• Document passage

* BEGIN *

The connection $\nabla^{(1)}$ and the connection $\d$ are compatible with the Zamolodchikov
metric, used in the definition of the sewing operation.
However, as a consequence of
the analytical regularization method all the connections $\nabla^{(R)}$ (and $\d$) 
commute with the
sewing operation for all values of $R$. Hence the connections generate
(infinitesimal) conformal field theory deformations. This will be explained 
in section 9.
Before we can do this we have to discuss the deformations of the 
Virasoro algebra and the
integrability of the marginal operators 
and demonstrate how higher powers of $\nabla^{(R)}$ 
generate regular finite conformal field theory deformations. This is done in section 
7 and 8.
This means that a finite space of string backgrounds can be represented in the state space
of a fixed background.

* END *

• Data supplied

* BEGIN *

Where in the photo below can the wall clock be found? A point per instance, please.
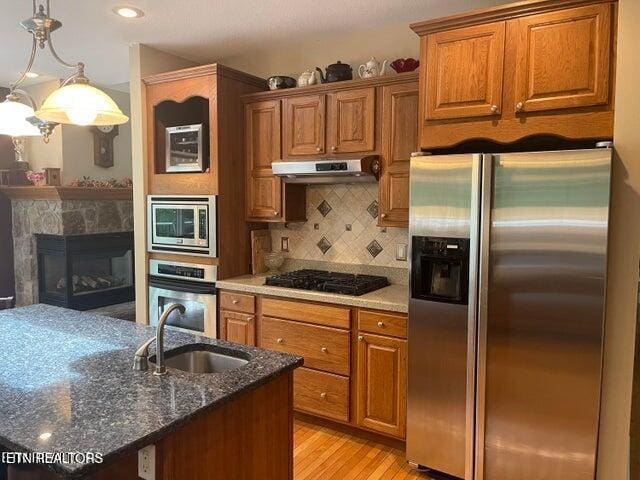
(103, 137)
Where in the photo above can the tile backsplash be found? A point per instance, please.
(342, 227)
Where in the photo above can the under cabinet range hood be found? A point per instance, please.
(339, 170)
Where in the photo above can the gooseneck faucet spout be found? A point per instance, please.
(140, 362)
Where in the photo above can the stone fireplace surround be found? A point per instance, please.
(58, 217)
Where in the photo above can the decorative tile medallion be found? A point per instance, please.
(324, 208)
(374, 248)
(373, 209)
(324, 245)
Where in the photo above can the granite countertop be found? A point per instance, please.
(67, 384)
(394, 298)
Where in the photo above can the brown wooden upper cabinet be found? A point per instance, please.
(464, 72)
(262, 131)
(304, 125)
(352, 121)
(563, 59)
(518, 70)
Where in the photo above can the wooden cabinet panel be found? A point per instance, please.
(321, 393)
(262, 145)
(323, 348)
(464, 70)
(237, 302)
(399, 140)
(237, 327)
(381, 323)
(328, 315)
(303, 125)
(563, 59)
(381, 384)
(352, 121)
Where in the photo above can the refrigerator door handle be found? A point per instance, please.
(482, 311)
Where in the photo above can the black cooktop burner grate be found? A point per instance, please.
(323, 281)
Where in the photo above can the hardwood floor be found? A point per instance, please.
(320, 452)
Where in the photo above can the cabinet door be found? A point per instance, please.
(237, 327)
(352, 121)
(303, 125)
(399, 140)
(382, 384)
(563, 59)
(464, 72)
(262, 143)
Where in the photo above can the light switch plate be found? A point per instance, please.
(147, 462)
(401, 251)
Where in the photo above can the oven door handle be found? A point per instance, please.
(182, 285)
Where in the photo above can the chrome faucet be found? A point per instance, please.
(141, 358)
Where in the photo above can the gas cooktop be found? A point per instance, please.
(323, 281)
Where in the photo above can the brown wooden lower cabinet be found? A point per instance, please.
(237, 327)
(382, 384)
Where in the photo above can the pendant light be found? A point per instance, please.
(76, 102)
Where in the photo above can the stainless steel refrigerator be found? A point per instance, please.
(508, 262)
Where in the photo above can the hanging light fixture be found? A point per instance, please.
(76, 102)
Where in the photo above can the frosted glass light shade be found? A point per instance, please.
(81, 104)
(13, 121)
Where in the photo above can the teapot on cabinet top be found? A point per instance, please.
(372, 68)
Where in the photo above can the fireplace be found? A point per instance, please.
(85, 271)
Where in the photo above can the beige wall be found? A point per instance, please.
(71, 147)
(143, 61)
(624, 254)
(388, 42)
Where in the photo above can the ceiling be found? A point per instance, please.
(199, 30)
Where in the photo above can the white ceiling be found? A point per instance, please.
(200, 30)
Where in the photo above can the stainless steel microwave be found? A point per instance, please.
(184, 224)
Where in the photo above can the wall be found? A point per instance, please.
(143, 61)
(388, 42)
(342, 227)
(71, 147)
(624, 255)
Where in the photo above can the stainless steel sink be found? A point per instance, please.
(201, 360)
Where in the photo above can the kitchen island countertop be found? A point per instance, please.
(67, 384)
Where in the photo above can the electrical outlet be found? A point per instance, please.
(401, 251)
(147, 462)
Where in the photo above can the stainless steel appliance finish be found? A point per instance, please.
(183, 224)
(191, 285)
(536, 324)
(184, 149)
(365, 169)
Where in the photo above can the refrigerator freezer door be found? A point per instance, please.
(444, 204)
(541, 316)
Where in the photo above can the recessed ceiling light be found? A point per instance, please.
(128, 12)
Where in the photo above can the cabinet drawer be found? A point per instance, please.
(307, 312)
(238, 302)
(323, 348)
(382, 323)
(321, 394)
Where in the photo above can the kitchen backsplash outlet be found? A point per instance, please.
(342, 227)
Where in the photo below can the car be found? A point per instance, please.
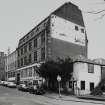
(11, 84)
(32, 88)
(40, 91)
(22, 87)
(5, 83)
(1, 82)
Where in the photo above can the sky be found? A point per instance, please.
(18, 17)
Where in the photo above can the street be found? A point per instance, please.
(9, 96)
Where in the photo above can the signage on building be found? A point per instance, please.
(65, 30)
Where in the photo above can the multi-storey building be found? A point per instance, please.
(62, 34)
(11, 65)
(2, 65)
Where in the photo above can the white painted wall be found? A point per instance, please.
(65, 30)
(81, 74)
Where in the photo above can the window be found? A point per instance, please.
(70, 84)
(42, 53)
(91, 86)
(43, 37)
(82, 30)
(30, 46)
(35, 43)
(82, 85)
(35, 56)
(21, 61)
(25, 48)
(30, 59)
(18, 63)
(25, 60)
(18, 53)
(76, 28)
(30, 72)
(90, 68)
(21, 51)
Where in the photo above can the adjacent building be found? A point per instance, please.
(87, 74)
(2, 65)
(11, 66)
(62, 34)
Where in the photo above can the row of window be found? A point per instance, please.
(28, 72)
(11, 74)
(28, 59)
(28, 47)
(82, 30)
(82, 85)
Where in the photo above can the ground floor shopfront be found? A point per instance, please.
(28, 73)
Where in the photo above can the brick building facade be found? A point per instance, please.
(62, 34)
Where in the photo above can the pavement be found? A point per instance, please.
(9, 96)
(84, 99)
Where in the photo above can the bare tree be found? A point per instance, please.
(101, 12)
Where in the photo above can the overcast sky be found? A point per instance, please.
(17, 17)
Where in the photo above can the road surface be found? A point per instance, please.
(9, 96)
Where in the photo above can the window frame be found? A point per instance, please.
(82, 85)
(90, 68)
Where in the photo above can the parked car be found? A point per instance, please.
(40, 91)
(11, 84)
(5, 83)
(23, 87)
(1, 82)
(32, 88)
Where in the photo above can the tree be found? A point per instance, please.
(101, 11)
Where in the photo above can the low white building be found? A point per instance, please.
(86, 75)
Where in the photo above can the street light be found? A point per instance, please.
(59, 79)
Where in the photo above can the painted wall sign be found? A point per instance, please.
(65, 30)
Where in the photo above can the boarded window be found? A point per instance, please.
(82, 85)
(90, 68)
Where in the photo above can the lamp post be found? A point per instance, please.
(59, 79)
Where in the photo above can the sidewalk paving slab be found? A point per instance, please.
(84, 99)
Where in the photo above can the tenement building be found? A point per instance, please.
(2, 65)
(11, 64)
(62, 34)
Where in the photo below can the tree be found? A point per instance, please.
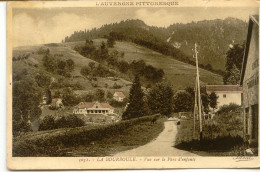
(109, 95)
(100, 94)
(70, 64)
(181, 102)
(43, 80)
(191, 91)
(233, 76)
(48, 95)
(91, 65)
(88, 97)
(234, 64)
(213, 100)
(85, 71)
(205, 102)
(103, 51)
(110, 42)
(49, 63)
(48, 123)
(137, 106)
(26, 100)
(160, 99)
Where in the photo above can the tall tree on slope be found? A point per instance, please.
(137, 107)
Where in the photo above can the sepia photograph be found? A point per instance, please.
(120, 83)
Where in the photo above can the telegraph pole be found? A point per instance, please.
(195, 114)
(198, 88)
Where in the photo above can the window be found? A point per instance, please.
(254, 121)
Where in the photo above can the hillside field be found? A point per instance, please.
(178, 74)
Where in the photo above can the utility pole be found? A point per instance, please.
(195, 114)
(198, 88)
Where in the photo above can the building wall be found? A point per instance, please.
(93, 111)
(227, 98)
(250, 85)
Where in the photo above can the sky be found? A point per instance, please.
(47, 25)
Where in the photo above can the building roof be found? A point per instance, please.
(55, 100)
(83, 105)
(252, 20)
(223, 88)
(119, 94)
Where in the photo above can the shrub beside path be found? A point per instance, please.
(161, 146)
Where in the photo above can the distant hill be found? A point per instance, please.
(177, 40)
(178, 74)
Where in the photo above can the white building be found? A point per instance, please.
(119, 96)
(93, 108)
(226, 94)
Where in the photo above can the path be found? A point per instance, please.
(161, 146)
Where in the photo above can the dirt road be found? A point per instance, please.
(161, 146)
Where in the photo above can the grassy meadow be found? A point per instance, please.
(89, 140)
(222, 136)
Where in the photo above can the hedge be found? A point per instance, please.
(51, 143)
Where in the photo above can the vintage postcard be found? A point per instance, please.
(132, 84)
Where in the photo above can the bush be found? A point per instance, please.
(70, 121)
(47, 123)
(232, 107)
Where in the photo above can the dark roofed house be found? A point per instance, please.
(119, 96)
(249, 81)
(226, 94)
(56, 103)
(93, 108)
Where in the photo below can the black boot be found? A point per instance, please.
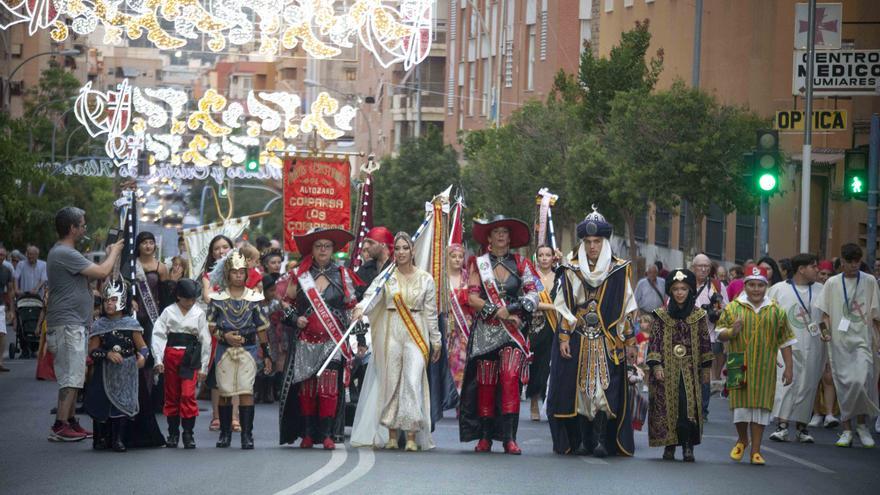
(599, 424)
(173, 432)
(246, 417)
(188, 425)
(582, 426)
(687, 446)
(117, 426)
(327, 432)
(100, 435)
(509, 424)
(225, 426)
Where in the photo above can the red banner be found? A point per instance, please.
(316, 194)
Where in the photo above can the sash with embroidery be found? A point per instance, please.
(146, 295)
(458, 313)
(484, 265)
(331, 326)
(410, 324)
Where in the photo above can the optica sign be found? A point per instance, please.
(823, 120)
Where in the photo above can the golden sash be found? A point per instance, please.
(410, 324)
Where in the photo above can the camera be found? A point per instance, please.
(713, 308)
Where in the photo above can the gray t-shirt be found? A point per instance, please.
(70, 301)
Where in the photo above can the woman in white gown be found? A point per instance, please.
(404, 335)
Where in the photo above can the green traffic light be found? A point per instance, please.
(857, 186)
(767, 182)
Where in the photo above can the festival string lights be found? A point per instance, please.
(134, 119)
(394, 31)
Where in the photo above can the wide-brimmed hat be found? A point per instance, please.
(339, 238)
(681, 275)
(520, 233)
(594, 224)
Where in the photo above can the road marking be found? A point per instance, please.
(793, 458)
(366, 461)
(337, 459)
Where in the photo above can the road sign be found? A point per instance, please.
(829, 21)
(823, 120)
(838, 72)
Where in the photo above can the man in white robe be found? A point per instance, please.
(851, 307)
(796, 297)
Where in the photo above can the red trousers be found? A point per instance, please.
(180, 391)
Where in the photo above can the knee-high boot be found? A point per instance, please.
(246, 417)
(225, 426)
(117, 426)
(600, 422)
(188, 440)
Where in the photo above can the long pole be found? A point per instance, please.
(764, 232)
(698, 40)
(873, 157)
(807, 165)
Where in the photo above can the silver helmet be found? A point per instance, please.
(117, 288)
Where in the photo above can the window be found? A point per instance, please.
(487, 79)
(530, 72)
(745, 237)
(586, 33)
(472, 86)
(662, 222)
(641, 227)
(715, 232)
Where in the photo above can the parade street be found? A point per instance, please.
(32, 465)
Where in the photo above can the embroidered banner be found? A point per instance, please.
(316, 194)
(410, 324)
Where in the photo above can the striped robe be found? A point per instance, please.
(765, 330)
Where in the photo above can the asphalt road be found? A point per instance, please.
(29, 464)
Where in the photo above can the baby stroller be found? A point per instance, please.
(27, 333)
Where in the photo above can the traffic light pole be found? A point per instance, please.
(806, 160)
(764, 229)
(873, 156)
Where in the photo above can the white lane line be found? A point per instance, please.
(366, 461)
(792, 458)
(337, 459)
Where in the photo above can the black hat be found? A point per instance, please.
(187, 288)
(681, 275)
(594, 224)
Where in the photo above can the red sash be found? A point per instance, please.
(331, 326)
(484, 265)
(458, 313)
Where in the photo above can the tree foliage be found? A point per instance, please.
(423, 168)
(606, 137)
(31, 196)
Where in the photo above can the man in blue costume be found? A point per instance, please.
(587, 401)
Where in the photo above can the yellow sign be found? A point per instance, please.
(823, 120)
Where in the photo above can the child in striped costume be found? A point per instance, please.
(756, 326)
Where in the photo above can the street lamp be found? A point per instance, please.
(369, 100)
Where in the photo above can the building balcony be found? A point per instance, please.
(403, 108)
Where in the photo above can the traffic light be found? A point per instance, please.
(252, 162)
(767, 162)
(855, 174)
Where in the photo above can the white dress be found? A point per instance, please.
(853, 353)
(395, 394)
(808, 354)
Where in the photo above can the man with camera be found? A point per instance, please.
(712, 297)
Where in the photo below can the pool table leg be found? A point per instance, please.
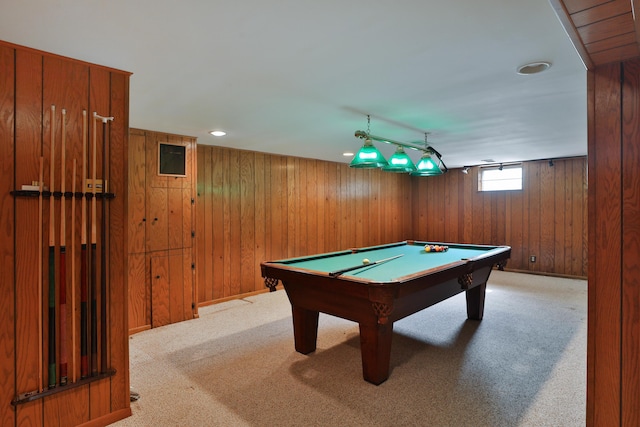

* END *

• Work to do
Render this sentence from the passage on conformal field theory deformations in German: "This means that a finite space of string backgrounds can be represented in the state space of a fixed background." The rows above bear no relation to the passage on conformal field theory deformations.

• Task response
Das bedeutet, dass ein endlicher Raum von Stringhintergründen im Zustandsraum eines festen Hintergrunds dargestellt werden kann.